Available data:
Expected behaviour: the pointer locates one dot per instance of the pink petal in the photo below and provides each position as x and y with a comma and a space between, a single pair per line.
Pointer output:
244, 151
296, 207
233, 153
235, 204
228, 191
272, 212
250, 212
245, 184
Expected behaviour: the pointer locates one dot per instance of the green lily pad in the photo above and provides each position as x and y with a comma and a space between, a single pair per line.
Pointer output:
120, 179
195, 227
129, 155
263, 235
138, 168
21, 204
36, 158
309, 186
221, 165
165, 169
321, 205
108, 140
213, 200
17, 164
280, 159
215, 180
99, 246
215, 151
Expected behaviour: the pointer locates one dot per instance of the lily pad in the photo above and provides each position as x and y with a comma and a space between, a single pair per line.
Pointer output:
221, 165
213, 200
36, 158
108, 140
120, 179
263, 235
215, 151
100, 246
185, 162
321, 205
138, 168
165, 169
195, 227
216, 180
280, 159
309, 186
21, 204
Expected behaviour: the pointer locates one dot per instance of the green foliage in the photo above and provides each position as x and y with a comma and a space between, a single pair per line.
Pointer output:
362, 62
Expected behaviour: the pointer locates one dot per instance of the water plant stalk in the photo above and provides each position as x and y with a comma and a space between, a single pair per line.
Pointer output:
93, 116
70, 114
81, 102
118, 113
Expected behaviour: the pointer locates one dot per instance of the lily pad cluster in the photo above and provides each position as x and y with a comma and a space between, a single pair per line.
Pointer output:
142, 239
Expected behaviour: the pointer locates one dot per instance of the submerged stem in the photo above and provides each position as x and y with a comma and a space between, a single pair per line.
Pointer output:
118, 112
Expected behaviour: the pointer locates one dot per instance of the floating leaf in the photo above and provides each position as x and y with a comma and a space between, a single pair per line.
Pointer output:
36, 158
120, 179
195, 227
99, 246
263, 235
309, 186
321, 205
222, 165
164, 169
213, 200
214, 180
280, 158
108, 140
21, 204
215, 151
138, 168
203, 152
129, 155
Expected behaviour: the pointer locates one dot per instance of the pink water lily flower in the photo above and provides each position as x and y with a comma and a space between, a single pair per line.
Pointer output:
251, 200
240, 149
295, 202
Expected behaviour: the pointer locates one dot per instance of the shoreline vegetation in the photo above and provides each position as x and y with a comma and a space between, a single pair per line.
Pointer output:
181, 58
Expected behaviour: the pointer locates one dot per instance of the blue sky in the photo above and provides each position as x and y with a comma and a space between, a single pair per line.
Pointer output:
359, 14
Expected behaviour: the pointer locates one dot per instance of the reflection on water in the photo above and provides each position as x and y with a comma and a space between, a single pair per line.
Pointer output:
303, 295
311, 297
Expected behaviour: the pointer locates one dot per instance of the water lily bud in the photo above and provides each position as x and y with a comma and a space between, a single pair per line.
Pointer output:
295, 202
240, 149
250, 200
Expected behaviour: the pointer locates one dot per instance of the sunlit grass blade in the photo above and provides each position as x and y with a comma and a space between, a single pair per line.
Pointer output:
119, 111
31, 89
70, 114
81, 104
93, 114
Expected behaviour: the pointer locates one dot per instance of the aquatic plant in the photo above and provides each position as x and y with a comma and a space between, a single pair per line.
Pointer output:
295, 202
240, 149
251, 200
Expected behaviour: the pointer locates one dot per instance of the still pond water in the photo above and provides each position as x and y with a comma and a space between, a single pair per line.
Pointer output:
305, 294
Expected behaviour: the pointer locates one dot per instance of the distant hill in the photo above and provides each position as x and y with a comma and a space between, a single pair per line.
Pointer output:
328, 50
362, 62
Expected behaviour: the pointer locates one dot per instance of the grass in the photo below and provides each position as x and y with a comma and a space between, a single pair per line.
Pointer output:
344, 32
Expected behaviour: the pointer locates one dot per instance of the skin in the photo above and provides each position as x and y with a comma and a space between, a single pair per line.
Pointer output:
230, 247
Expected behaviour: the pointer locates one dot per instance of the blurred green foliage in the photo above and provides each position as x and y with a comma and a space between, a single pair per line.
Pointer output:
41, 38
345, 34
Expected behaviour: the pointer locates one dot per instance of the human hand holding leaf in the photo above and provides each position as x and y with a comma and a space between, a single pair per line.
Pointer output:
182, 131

Work request: A verbatim copy of all the records is to be produced.

Expected answer:
Expected behaviour: the pointer locates one dot per instance of the pink petal in the photo below and provides each position as x and y with a comma and a space between, a single pair per line.
Pointer output:
244, 151
296, 207
233, 153
235, 204
228, 191
272, 212
250, 212
245, 184
Expected behaviour: the pointer locates one dot per instance of the green lily pad in the photo above and provides each position as x and y with a comma and a space between, a single pair per line.
Pointer output:
120, 179
195, 227
129, 155
263, 235
138, 168
21, 204
36, 158
309, 186
221, 165
165, 169
321, 205
108, 140
213, 200
17, 164
280, 159
215, 180
99, 246
215, 151
Expected behaviour: the pointer locates one dot per instance of the lily pad in the photo above and provides each position as x and y with a comma and a space between, a single pair per line.
Pointer output:
221, 165
213, 200
36, 158
108, 140
120, 179
263, 235
215, 151
100, 246
185, 162
321, 205
138, 168
165, 169
195, 227
216, 180
280, 159
309, 186
21, 204
Expected behaviour: the pointer locates one dot per instance of the green foliage in the photo above and provides each position as x and y with a comma and a space between, a single pair per line.
Pointer output:
362, 62
Expected behaviour: the pointer locates one dot per instance of the water plant stalk in the photo above and provides each position as x and y with a comma and a space between, a single pair per line.
Pointer output:
93, 116
70, 114
81, 102
118, 113
Expected behaviour: the pointer locates one dot per instance of the lily pad cluster in the photo above and provides each position as x and y with a comma and a space between, a single pair per line.
Pointer output:
142, 239
Expected behaviour: the pointer locates one dot per instance of the submerged stem in the photo above and provides each position as x and y with a comma and a space between, a single pair per line.
Pointer output:
118, 112
Expected behaviour: the pointer locates one dot per instance of the floating leaf in the photo above and provides each position as x and y with a comma and a space between, a single pair per line.
Pointer output:
36, 158
120, 179
195, 227
99, 246
263, 235
309, 186
321, 205
222, 165
164, 169
213, 200
214, 180
280, 158
108, 140
21, 204
215, 151
138, 168
203, 152
129, 155
Expected behaviour: the pointer locates one dot per instance of the pink water lily flower in the photo above and provides each position as x and y with a comma and a space between, a single pair per line.
Pointer output:
251, 200
240, 149
295, 202
Expected behaviour: the pointer locates one dot per instance of the shoreline vegetation in the photo above and provides each position as x and y with a comma and a space between, a single pair per line.
Pointer output:
181, 58
Expected behaviour: the pointer locates one dot per instance of the blue sky in the photo above and provides each position as x and y with a comma and a space between, a single pair per line.
Pointer output:
359, 14
Expected behaviour: the pointer locates one dot per instance of the reflection on water in the photo above and provides each position as x and y with a comma and a space between, a single pair per line.
Pointer output:
303, 295
311, 297
Expected behaviour: the pointer locates one dot per instance of the water lily bud in the photo above and provides each position as x and y with a comma and a space between, a single pair per line.
Pointer output:
295, 202
240, 149
250, 200
Expected behaviour: the pointer locates one dot per instance of the sunlit grass blade in the photo above and provides each position as x and y with a comma and a space between, a single pair per line.
Pointer output:
119, 111
31, 89
70, 114
81, 104
93, 114
Expected behaviour: the pointer locates one dot per instance of the aquatic plant in the photo above and provides each position as x and y with a comma and a space between, a single pair per line.
Pointer output:
295, 202
240, 149
251, 200
Expected behaviour: the pointer locates one dot per instance of the still pond water in the photo above and provides each position as x and y with a comma and a space between, a single pair per line.
Pointer output:
305, 294
Expected behaviour: the pointer locates one dot per instance of the distant hill in the photo above and provides each position as x and y with a comma and a space between, a single pair per line.
Pointer output:
328, 50
362, 62
Expected behaviour: the pointer locates one dot per instance of the grass in the photo below and provides each position as x and y with a comma and a space between, a single pair per line.
Pointer output:
344, 32
Expected behaviour: the pointer locates one dot per instance of the skin in the photo above and provides each position as x and y with a comma and a space between, a single pair per line.
Pointer output:
230, 247
Expected behaviour: the pointer locates one dot per instance of the blurred green foliage in the photo above and provides each position as x and y with a comma and a space between, a single pair per line.
Pointer output:
41, 38
345, 34
Expected behaviour: the pointer locates one dot per instance of the human hand holding leaf in the photo above and provides each position as x and y with a comma and a space between, a single pair per line.
Pointer output:
182, 131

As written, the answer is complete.